▸ Extrait:

# [shell] pipe cassé (command no found) (résolu)

## GentooUser@Clubic

Salut,

Depuis quelques temps mon systeme n'interprète plus correctement mes commandes si une barre "|" est présente (le fameux cat | grep qui tue les chatons), exemple :

 *Quote:*   

> % echo 0 | cat -     
> 
> zsh: command not found:  cat
> 
> % which cat
> ...

 

Pareil avec les commandes internes ce n'est donc pas un problème de path :

 *Quote:*   

> % echo 0 | echo 1
> 
> zsh: command not found:  echo
> 
> % which echo                
> ...

 

Inutile de préciser qu'exécutées seules sans redirection de flux ces commandes marchent (sinon je serait déjà en train de tout réinstaller   :Laughing: )

Ça le fait autant avec zsh qu'avec bash et pareil que se soit dans un script un un terminal interactif.

J'ai fait un emerge -e world, vérifié ma config, un revdep-rebuild et là je ne sait plus ou chercher.

Le plus bizarre c'est que aléatoirement ça marche   :Question: Last edited by GentooUser@Clubic on Wed Apr 28, 2010 10:52 pm; edited 1 time in total

----------

## Poussin

Salut,

les redirections des sorties (out / err / fichier...) fonctionnent-elle?

▸ Données fournies:

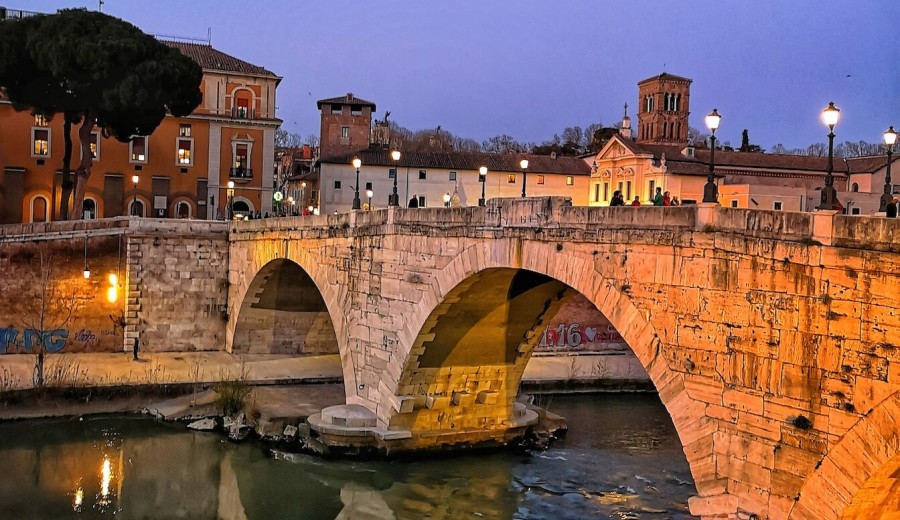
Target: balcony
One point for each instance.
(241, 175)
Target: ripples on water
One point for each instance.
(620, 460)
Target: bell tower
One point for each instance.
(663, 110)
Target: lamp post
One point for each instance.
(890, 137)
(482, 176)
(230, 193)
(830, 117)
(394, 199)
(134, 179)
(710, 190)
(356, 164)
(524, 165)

...

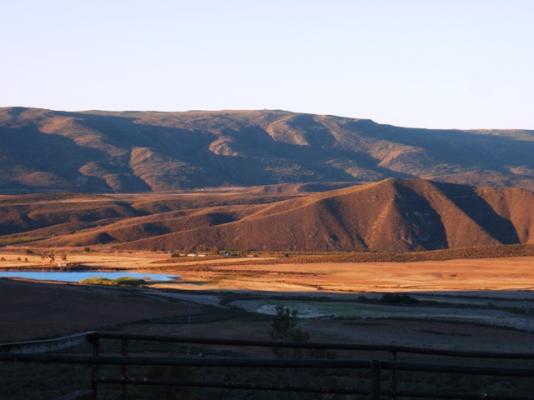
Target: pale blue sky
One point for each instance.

▸ À faire:
1) Réécrivez la partie de l'extrait comprise entre « J'ai fait un » et « err / fichier...) fonctionnent-elle? », bornes incluses, en remplaçant « emerge -e world » par « emerge -uD world ».
2) Relevez toutes les commandes saisies après l'invite « % » dans l'extrait.

▸ Réponses par tâche:
1)
J'ai fait un emerge -uD world, vérifié ma config, un revdep-rebuild et là je ne sait plus ou chercher.

Le plus bizarre c'est que aléatoirement ça marche   :Question: Last edited by GentooUser@Clubic on Wed Apr 28, 2010 10:52 pm; edited 1 time in total

----------

## Poussin

Salut,

les redirections des sorties (out / err / fichier...) fonctionnent-elle?

2)
- echo 0 | cat -
- which cat
- echo 0 | echo 1
- which echo